**PROBLEM TO WORK ON:** From the data below, retype exactly the lines starting with the one that contains "[[399, 205], [470, 130], [197, 248], [144, 73]]" and ending with the one that contains "[[76, 223], [406, 145]]", both included.

**LISTED ENTRIES:**
● ● ● ● ● ● ●

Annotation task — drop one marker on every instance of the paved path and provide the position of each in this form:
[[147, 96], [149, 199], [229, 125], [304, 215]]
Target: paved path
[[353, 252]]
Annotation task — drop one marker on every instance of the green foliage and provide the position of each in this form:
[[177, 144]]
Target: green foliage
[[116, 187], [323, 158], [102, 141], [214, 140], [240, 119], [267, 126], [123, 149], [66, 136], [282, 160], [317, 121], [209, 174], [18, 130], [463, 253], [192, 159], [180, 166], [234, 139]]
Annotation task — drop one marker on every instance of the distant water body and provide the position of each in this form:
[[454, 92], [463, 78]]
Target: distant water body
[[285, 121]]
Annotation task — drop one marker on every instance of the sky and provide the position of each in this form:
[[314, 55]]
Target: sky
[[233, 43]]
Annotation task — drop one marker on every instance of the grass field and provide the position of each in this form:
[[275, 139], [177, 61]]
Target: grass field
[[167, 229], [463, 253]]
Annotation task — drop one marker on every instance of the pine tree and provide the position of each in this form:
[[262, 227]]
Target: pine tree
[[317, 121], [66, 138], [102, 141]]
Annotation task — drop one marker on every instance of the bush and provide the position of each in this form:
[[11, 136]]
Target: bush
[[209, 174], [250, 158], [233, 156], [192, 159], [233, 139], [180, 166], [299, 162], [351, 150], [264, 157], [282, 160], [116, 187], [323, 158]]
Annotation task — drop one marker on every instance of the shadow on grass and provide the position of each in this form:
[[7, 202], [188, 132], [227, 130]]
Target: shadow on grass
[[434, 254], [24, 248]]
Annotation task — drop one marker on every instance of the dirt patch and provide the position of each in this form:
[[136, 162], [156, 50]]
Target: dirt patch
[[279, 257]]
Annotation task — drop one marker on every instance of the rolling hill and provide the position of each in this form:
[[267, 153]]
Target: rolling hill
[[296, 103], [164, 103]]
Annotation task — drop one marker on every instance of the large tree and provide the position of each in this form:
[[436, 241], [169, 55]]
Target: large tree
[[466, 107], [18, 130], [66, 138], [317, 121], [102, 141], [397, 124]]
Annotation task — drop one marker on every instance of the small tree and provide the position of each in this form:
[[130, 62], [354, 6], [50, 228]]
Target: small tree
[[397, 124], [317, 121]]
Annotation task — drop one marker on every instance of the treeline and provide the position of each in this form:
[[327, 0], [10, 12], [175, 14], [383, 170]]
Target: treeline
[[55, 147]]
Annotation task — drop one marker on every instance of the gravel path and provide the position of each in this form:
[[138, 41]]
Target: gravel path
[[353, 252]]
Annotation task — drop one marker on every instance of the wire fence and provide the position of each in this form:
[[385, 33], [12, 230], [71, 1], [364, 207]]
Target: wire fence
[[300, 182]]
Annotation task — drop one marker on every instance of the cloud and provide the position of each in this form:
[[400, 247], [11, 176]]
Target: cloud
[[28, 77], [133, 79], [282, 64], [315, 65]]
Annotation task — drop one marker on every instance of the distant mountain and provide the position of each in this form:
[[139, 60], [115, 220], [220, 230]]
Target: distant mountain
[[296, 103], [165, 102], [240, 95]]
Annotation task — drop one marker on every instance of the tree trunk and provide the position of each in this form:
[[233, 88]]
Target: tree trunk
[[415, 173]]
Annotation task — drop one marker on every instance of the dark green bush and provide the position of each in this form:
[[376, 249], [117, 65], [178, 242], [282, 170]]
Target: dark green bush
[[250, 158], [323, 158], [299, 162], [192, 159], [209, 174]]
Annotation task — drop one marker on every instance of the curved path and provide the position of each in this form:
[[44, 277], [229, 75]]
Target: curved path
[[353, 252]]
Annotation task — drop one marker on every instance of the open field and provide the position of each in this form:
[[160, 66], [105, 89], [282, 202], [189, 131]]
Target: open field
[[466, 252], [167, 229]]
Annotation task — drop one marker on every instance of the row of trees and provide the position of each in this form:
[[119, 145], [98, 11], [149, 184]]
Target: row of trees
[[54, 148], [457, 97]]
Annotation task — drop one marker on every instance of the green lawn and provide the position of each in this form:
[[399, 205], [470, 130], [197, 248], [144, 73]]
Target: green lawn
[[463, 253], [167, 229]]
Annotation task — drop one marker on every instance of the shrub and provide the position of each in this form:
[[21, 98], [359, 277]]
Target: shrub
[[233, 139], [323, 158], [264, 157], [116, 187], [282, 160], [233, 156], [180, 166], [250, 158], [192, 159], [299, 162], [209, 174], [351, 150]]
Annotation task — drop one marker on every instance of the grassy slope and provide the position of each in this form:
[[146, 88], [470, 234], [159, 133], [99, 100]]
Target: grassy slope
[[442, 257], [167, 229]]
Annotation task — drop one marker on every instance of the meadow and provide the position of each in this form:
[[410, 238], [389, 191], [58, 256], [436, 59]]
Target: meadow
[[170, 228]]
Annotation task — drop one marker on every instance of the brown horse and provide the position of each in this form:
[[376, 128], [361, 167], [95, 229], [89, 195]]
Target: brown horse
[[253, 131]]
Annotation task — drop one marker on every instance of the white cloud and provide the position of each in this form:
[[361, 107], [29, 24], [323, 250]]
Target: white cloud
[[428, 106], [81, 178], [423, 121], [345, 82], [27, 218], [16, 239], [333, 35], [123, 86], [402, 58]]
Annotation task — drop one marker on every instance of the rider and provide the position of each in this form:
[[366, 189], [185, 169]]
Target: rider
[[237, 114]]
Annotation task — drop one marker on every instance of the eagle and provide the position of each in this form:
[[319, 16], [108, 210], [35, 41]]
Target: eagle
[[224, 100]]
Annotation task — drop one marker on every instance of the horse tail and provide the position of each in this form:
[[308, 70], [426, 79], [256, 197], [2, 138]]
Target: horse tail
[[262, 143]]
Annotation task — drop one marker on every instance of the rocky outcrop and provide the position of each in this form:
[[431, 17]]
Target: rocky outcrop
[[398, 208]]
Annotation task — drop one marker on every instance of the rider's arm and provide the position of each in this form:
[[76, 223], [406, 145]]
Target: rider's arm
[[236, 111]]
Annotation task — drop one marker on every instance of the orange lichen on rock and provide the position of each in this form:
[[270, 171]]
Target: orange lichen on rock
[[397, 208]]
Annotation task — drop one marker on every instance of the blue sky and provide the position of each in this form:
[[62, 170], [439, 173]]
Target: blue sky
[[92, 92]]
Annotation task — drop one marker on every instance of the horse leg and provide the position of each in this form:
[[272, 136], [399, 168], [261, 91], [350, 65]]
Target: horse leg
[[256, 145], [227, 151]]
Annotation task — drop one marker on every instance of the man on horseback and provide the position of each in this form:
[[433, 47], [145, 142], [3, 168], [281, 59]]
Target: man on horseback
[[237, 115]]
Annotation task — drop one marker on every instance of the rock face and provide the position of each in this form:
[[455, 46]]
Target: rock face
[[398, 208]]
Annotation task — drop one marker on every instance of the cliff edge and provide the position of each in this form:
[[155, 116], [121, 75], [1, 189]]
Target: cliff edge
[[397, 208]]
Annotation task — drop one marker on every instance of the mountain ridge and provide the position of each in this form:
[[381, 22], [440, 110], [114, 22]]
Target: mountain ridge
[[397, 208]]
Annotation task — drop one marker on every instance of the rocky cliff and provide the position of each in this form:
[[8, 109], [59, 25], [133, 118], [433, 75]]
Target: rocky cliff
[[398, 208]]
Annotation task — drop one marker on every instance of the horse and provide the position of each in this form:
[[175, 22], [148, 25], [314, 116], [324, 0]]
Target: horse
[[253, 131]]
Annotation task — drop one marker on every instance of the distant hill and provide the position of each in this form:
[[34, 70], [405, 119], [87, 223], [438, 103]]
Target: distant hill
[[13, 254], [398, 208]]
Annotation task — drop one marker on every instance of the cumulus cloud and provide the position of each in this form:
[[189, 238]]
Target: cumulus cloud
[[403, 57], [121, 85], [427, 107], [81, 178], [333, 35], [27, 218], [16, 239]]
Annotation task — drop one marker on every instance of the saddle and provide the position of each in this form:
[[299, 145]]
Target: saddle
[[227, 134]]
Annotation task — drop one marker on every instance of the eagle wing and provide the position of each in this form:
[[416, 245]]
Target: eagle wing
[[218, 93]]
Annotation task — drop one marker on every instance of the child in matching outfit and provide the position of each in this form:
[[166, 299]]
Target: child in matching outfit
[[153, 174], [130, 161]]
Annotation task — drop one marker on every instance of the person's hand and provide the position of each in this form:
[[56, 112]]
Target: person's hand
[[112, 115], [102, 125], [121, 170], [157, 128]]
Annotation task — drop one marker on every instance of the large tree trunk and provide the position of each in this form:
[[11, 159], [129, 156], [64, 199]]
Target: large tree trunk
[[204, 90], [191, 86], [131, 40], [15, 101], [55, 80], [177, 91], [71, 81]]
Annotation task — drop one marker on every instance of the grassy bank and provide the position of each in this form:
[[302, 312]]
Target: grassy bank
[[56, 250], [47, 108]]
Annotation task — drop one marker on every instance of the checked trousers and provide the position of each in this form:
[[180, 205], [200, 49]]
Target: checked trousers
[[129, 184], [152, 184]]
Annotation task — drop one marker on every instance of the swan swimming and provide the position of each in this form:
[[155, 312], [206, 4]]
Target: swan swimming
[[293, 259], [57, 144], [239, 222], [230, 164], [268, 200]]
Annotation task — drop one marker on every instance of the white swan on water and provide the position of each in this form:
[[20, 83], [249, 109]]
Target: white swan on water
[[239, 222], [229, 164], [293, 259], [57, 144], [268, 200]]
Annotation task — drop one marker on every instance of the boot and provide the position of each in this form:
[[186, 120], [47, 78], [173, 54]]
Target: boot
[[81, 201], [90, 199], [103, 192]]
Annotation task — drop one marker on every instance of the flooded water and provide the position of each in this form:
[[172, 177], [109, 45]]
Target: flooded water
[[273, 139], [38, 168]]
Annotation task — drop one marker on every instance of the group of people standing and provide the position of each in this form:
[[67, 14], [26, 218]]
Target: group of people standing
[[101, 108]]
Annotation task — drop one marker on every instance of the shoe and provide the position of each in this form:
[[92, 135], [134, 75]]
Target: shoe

● ● ● ● ● ● ●

**REPLY TO THE TASK:**
[[399, 205], [470, 130], [197, 248], [144, 73]]
Target: green lawn
[[463, 253], [167, 229]]
Annotation task — drop one marker on every instance of the shrub and provide the position of each in this form:
[[21, 98], [359, 277]]
Target: shrub
[[233, 139], [323, 158], [264, 157], [116, 187], [282, 160], [233, 156], [180, 166], [250, 158], [192, 159], [299, 162], [209, 174], [351, 150]]
Annotation task — drop one marker on every instance of the grassy slope and provide the position of each in this form:
[[146, 88], [470, 234], [159, 133], [99, 100]]
Target: grassy slope
[[442, 257], [167, 229]]
Annotation task — drop one marker on every instance of the meadow and provide the position of each in this form:
[[410, 238], [389, 191], [58, 256], [436, 59]]
Target: meadow
[[170, 228]]
Annotation task — drop one marker on every instance of the brown horse and provide the position of each in this form:
[[376, 128], [361, 167], [95, 229], [89, 195]]
Target: brown horse
[[253, 131]]
Annotation task — drop one marker on every instance of the white cloud and provide the position of each in this form:
[[361, 107], [29, 24], [323, 250]]
Target: white cloud
[[428, 106], [81, 178], [423, 121], [345, 82], [27, 218], [16, 239], [333, 35], [123, 86], [402, 58]]
Annotation task — drop one marker on every instance of the rider and provide the position of each in this form:
[[366, 189], [185, 169]]
Target: rider
[[237, 114]]
Annotation task — drop one marker on every instance of the eagle and provide the position of each in this form:
[[319, 16], [108, 210], [35, 41]]
Target: eagle
[[224, 100]]
Annotation task — drop one marker on every instance of the horse tail and provide the position of each in this form:
[[308, 70], [426, 79], [256, 197], [2, 138]]
Target: horse tail
[[262, 143]]
Annotation task — drop one marker on every instance of the rocky outcrop and provide the position of each in this form:
[[431, 17]]
Target: rocky outcrop
[[398, 208]]
Annotation task — drop one marker on every instance of the rider's arm and provide the position of each in this form:
[[76, 223], [406, 145]]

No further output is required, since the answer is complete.